**Tarefas do exercício:**
**1.** Reproduza literalmente o trecho da seleção que vai de "Imagem Efeito ilustrativo" até "chegou à internet.", inclusive.
**2.** Segundo a seleção, o que o filme Mãe! tem em comum com a mãe de que o texto realmente trata? Responda em até três frases.

**Seleção:**
○ ○ ○ ○

'Torre de cristal', de Francisco Brennand (Recife, Pernambuco, Brasil)
Imagem Efeito ilustrativo sobre reprodução
“Obra-prima”. “O pior filme do ano. Talvez do século”. Mãe!, o novo longa-metragem de Darren Aronofsky, que estreou no Brasil no dia 21 de setembro, despertou reações polarizadas como essas. Mas não é dessa mãe ficcional e metafórica que vamos falar aqui. E, sim, de uma de carne, osso e alma, também alvo de opiniões extremadas. Ela havia levado a filha a um museu, onde um colega de profissão, o bailarino e coreografo Wagner Schwartz, fazia a performance La Bête, inspirada em Bichos, série de esculturas de Lygia Clark. Ele estava nu, no chão. O público, sentado ao redor, podia mexer no seu corpo. Várias pessoas registravam com seus celulares a ação artística. Um vídeo chegou à internet.

○ ○ ○ ○

**Dados coletados:**
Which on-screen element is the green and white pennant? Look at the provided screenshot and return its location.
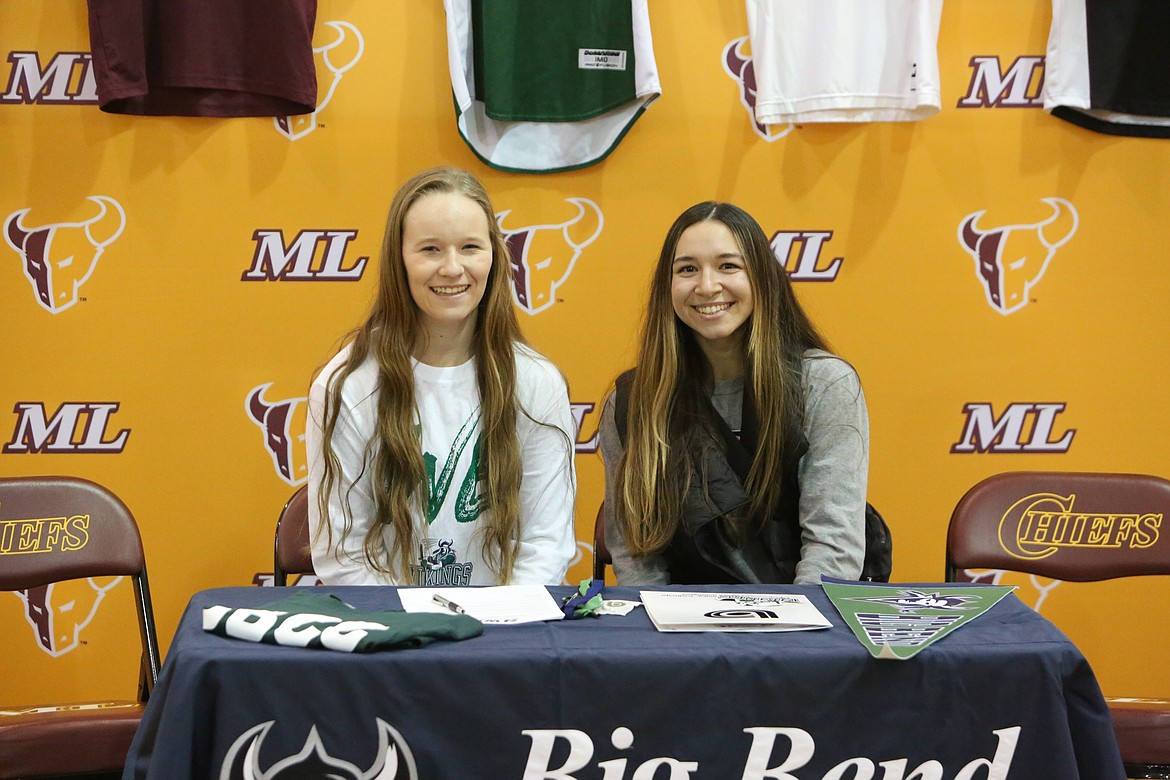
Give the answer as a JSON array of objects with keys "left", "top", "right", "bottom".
[{"left": 821, "top": 577, "right": 1016, "bottom": 661}]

○ ○ ○ ○

**Lista de respostas:**
**1.**
Imagem Efeito ilustrativo sobre reprodução
“Obra-prima”. “O pior filme do ano. Talvez do século”. Mãe!, o novo longa-metragem de Darren Aronofsky, que estreou no Brasil no dia 21 de setembro, despertou reações polarizadas como essas. Mas não é dessa mãe ficcional e metafórica que vamos falar aqui. E, sim, de uma de carne, osso e alma, também alvo de opiniões extremadas. Ela havia levado a filha a um museu, onde um colega de profissão, o bailarino e coreografo Wagner Schwartz, fazia a performance La Bête, inspirada em Bichos, série de esculturas de Lygia Clark. Ele estava nu, no chão. O público, sentado ao redor, podia mexer no seu corpo. Várias pessoas registravam com seus celulares a ação artística. Um vídeo chegou à internet.

**2.** Os dois foram alvo de opiniões extremadas. O filme despertou reações polarizadas, que iam de "obra-prima" a "o pior filme do ano". A mãe real, que levou a filha à performance La Bête, também recebeu opiniões desse tipo.